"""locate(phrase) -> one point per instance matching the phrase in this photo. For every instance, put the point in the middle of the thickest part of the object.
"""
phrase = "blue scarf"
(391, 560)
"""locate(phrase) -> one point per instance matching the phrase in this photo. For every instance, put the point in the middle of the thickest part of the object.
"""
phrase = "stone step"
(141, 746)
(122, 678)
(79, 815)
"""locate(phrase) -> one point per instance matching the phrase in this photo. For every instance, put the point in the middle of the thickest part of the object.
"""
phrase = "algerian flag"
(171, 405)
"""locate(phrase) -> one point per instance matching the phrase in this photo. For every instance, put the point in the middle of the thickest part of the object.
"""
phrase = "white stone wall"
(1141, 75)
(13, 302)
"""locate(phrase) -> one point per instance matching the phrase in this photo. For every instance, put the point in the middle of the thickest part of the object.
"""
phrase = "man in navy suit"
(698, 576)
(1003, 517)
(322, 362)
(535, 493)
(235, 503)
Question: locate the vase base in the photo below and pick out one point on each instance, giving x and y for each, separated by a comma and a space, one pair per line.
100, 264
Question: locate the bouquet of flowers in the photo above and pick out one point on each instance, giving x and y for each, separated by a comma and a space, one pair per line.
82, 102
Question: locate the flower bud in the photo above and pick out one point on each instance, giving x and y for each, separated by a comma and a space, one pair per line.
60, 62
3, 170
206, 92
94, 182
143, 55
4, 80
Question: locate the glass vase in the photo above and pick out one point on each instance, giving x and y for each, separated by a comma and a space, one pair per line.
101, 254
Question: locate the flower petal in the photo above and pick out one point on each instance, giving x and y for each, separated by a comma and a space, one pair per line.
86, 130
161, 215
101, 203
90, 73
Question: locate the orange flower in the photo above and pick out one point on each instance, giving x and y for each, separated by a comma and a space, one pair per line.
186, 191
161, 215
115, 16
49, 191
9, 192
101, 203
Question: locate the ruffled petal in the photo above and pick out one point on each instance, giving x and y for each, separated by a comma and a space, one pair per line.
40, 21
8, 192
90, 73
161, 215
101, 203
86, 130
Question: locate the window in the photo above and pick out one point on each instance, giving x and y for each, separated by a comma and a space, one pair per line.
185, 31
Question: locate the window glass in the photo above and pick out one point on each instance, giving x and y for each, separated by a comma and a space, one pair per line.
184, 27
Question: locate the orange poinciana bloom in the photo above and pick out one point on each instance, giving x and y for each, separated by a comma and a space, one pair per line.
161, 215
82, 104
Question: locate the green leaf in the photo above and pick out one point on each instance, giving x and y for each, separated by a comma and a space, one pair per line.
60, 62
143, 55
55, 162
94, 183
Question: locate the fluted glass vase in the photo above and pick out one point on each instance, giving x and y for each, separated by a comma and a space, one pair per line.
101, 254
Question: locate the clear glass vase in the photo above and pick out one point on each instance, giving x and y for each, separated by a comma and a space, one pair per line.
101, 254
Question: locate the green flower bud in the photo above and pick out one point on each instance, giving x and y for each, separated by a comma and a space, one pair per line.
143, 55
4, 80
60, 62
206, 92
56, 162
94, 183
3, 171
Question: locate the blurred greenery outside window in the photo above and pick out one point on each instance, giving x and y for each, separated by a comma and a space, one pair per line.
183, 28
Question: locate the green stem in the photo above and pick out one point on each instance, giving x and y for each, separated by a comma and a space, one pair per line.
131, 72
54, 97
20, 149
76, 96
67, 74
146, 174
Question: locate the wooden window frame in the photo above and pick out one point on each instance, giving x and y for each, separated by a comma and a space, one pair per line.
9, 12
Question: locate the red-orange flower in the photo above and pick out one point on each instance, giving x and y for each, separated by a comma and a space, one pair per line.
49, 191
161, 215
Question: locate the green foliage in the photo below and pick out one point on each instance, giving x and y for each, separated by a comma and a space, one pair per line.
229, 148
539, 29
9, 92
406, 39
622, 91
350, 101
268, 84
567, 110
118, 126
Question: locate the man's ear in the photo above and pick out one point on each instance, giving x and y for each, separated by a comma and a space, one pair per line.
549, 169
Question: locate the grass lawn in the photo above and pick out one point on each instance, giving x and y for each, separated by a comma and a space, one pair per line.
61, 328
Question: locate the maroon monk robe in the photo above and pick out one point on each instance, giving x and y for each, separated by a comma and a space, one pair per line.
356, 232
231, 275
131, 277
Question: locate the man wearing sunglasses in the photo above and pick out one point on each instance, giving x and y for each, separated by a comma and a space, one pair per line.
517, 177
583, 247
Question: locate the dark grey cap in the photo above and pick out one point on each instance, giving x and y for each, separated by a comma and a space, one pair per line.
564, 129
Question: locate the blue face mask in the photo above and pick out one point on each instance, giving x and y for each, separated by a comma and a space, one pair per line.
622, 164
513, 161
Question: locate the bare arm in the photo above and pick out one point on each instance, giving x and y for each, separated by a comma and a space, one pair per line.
........
## About this exercise
Repeat the data above in full, word for word.

## Finished task
"""locate(phrase) -> one point per instance matching the phrase in this photo. For every instance, put the point in the middle of the thickest part of the object.
"""
phrase = "blue scarf"
(391, 560)
"""locate(phrase) -> one point per instance matching the phrase in this photo. For every instance, put the point in the middle of the thickest part of the object.
"""
phrase = "stone step"
(141, 746)
(122, 678)
(79, 815)
"""locate(phrase) -> one point per instance matching the phrase in this photo. For every instance, put the point in the middle of the thickest part of the object.
"""
phrase = "algerian flag"
(171, 405)
"""locate(phrase) -> one point per instance matching the phrase in this photo. For every instance, put the point in the middle of the thickest part of the object.
"""
phrase = "white stone wall"
(1141, 75)
(13, 302)
"""locate(phrase) -> one point per instance matching the phrase in this photo. For every instance, put the point in the middle of the thickest part of the object.
"""
phrase = "man in navy suit"
(698, 576)
(1003, 517)
(322, 362)
(535, 493)
(235, 503)
Question: locate the vase base in the photo below and pick out one point on each instance, giving x and y for each, separated by a comma and a space, one pair per line.
100, 264
Question: locate the bouquet of flowers in the photo above and pick out one point on each instance, giving x and y for each, separated by a comma and a space, one pair per line.
82, 102
Question: locate the flower bud in the photo above and pick out one point on each instance, giving x and y for each, separated by a comma and a space, one pair per line.
60, 62
3, 170
206, 92
94, 182
143, 55
4, 80
Question: locate the glass vase in the photo above and pick out one point on each instance, giving x and y for each, separated by a comma and a space, one pair per line.
101, 254
Question: locate the flower petal in the photo above and pick out one point on each instance, giving x and y for each, separated by a comma and a space, one pair per line.
86, 130
161, 215
101, 203
90, 73
Question: locate the orange flower in the photo above and pick out one point on each instance, giving x and y for each, separated by a comma and a space, one pair per line.
186, 191
161, 215
115, 16
49, 191
9, 192
101, 203
Question: locate the ruffled petal in the photo above and pick out one point on each instance, giving x and y for each, separated by a comma and a space, one pair per line.
40, 21
8, 192
90, 73
161, 215
101, 203
86, 130
Question: locate the window in the photo above and pick out one point on each instance, giving x and y for each, separated by a comma and a space, one pair per line.
185, 31
Question: locate the window glass in the photo above and pick out one point on each instance, giving x and y for each, separated by a comma and a space, one pair per line.
184, 27
Question: locate the orange poinciana bloom in the photo above and pick out one point on each instance, giving x and y for each, separated by a comma and a space, one pair per line.
161, 215
82, 104
Question: locate the green leaf in the photo above and pick out one point on each instance, giving x and y for each, separated by a comma and a space, one pair per line.
60, 62
143, 55
55, 162
94, 183
Question: locate the fluted glass vase in the photo above and pick out one point on each instance, giving x and y for each, separated by a comma and a space, one pair per line.
101, 254
Question: locate the clear glass vase in the photo above and pick out one point on each instance, giving x and y for each, separated by a comma and a space, one pair per line.
101, 254
Question: locate the green flower bud in the photo above and pick out one point on each instance, giving x and y for each, separated by a comma and a space, one pair per line.
143, 55
4, 80
60, 62
206, 92
56, 162
94, 183
3, 171
Question: locate the blurred greenery outside window in the photo above and pick out one point on each instance, giving x and y for each, separated by a comma and a space, one pair per line.
183, 28
Question: locate the green stem in the photo above and pick out one point on each instance, giving x and y for each, separated by a comma and a space, one pair per line.
131, 72
54, 97
20, 149
76, 96
67, 74
146, 174
Question: locate the wooden window frame in the photo above and pick out one point on each instance, giving x and y for each, separated by a comma and a space, one pair per line.
9, 12
Question: locate the red-orange flower in the photo above and pick out one point on each instance, giving x and y for each, separated by a comma and a space, one pair per line.
49, 191
161, 215
Question: locate the green foliage in the photo below and pick out one point on each instance, giving x and y for each, separated by a comma and a space, one pair per line.
229, 148
539, 29
9, 92
406, 39
622, 91
350, 101
268, 84
567, 110
118, 126
Question: locate the man's ear in the photo above and pick out one point on each instance, giving x and y for each, separated by a comma and a space, one pair per line.
549, 169
Question: locate the grass lawn in the photo above and pick out one point on each instance, giving x and y for each, separated by a comma and a space, one pair per line.
61, 328
Question: locate the maroon monk robe in the photo above and pick out one point on each instance, giving x and y for each, separated by a comma and a space, one pair per line.
356, 232
231, 275
131, 277
Question: locate the man wearing sunglasses in the photo above and pick out one point on each instance, giving x and y for each, separated by a comma and a space, one pair per line.
517, 177
583, 247
Question: locate the dark grey cap in the photo above and pick out one point on each instance, giving x and y for each, separated by a comma and a space, one pair per line.
564, 129
Question: locate the blue face mask in the photo above and pick out one point on each instance, giving x and y for each, separated by a comma and a space, one pair per line.
622, 164
513, 161
Question: locate the bare arm in the photo above and pick out one point on each instance, giving x and y for each, separated by a comma and a space, one pair per line.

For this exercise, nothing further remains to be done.